• [Exercise requirements] In the news article about the Yukos raid, how many investigators did the Yukos lawyer say showed up at the Moscow headquarters?

Prosecutors raid Russian oil giant
Prosecutors began searching the archives at Russia’s biggest oil producer today in what appeared to be the latest legal manoeuvre against the oil giant.
The search at Yukos’ Moscow headquarters came as a senior business representative presented an appeal from the country’s top business leaders to President Vladimir Putin not to upset the Russia’s fragile stability.
Albert Mkrtuchev, a Yukos lawyer, said about 20 investigators from the prosecutor general’s office showed up without a search warrant and began searching through the archives. He said that after about 10 minutes, Yukos lawyers were permitted to be present during the search.
A spokeswoman for the Prosecutor General’s Office, Natalya Vishnyakova, denied that investigators had shown up without a warrant.
The pursuit of Yukos has left foreign investors jittery about the stability of companies formed on the basis of the controversial privatisation deals of the 1990s.
Arkady Volsky, the head of the Russian Union of Industrialists and Entrepreneurs, said at a Kremlin meeting with Putin, senior MPs and regional leaders that he feared such investigations could lead to instability.
“We had a normal, stable situation, but actions upsetting the situation have begun,” Volsky said.
“I ask the law enforcement agencies not to make the situation explosive,” he said. He added that he did not want to interfere in the work of prosecutors, but questioned “why they first put someone in jail and then figure out what’s going on, and not vice versa.”
Last week, Yukos shareholder Platon Lebedev was arrested in connection with accusations of fraud during the 1994 government sale of a fertiliser plant.
On Tuesday, the Prosecutor General’s Office opened an investigation into Yukos’ acquisition of a stake in Yeniseineftegaz, an energy firm with licenses to develop potentially lucrative oil fields in Siberia. On Wednesday, the prosecutors pledged to investigate llegations of tax evasion by Yukos.
Opposition politicians and analysts say the probes into Yukos are politically motivated and a warning to powerful Russian businessmen to keep out of politics.

• [Data segment]

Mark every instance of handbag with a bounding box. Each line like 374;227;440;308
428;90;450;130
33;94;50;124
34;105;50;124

• [Reply] About 20 investigators from the prosecutor general's office.